═════ INFORMATION GIVEN ═════

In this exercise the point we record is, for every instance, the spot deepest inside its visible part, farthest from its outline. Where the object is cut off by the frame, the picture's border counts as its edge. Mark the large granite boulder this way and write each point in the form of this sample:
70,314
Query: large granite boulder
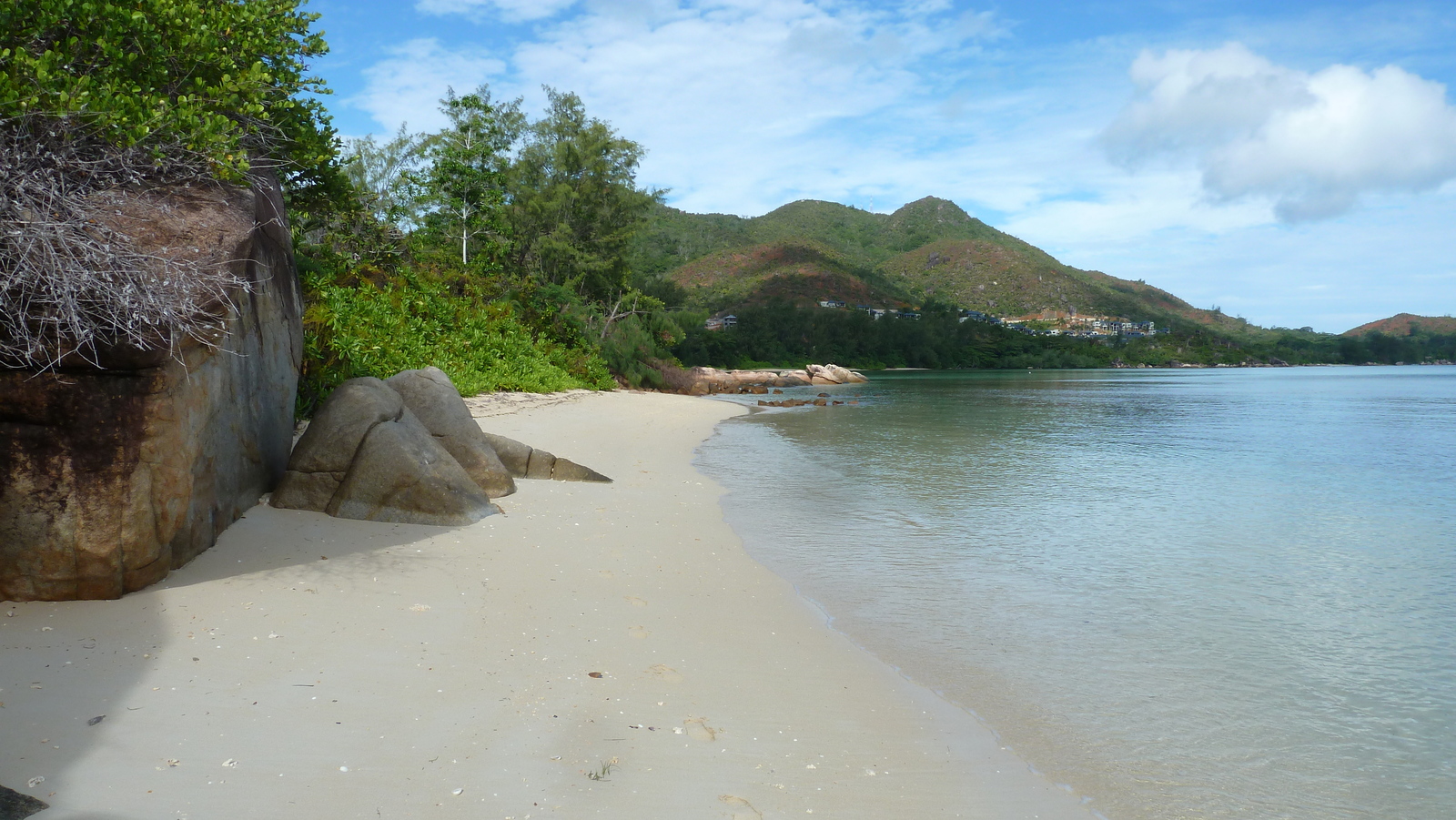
118,471
402,473
408,450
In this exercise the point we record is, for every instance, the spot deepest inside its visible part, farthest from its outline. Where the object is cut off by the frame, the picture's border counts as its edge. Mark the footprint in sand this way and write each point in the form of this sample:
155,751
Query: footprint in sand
698,728
666,674
740,808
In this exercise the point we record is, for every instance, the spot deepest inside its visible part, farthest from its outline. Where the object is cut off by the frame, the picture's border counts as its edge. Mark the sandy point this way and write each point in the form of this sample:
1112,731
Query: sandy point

═════

■ BRIEF:
Rewrite all the records above, replacing "exercise" with "task" and changing nothing else. Leave the pictures out.

■ SOLUTION BELOW:
In this task the point we record is, for every instance, the spot deepest inside its visible part, farthest from its outline. Where the object is cut off by the frame, the picture's border counts as its edge. Mark the large granite boulder this way and write each point in the form of this sample:
70,314
Query: large granite boulder
118,471
402,473
408,450
In this task the point we record is, for every instance, the spot deepest inside its visible part, farthest from its outline. Where the object is cut off by the frame, the picture's border counts as its edge. Mark the footprint in sand this way and write each point in the form of this sample:
155,751
Query: footprint in sand
698,728
666,674
740,808
In this task the point we record is, for every instance, the spot deepest inside its visible part, farthest from its outline. Where the object is cut off by the frame, the picture's border counts as its edge. Mark the sandy point this way and write each point in the form of this sample:
1112,731
Query: sandy point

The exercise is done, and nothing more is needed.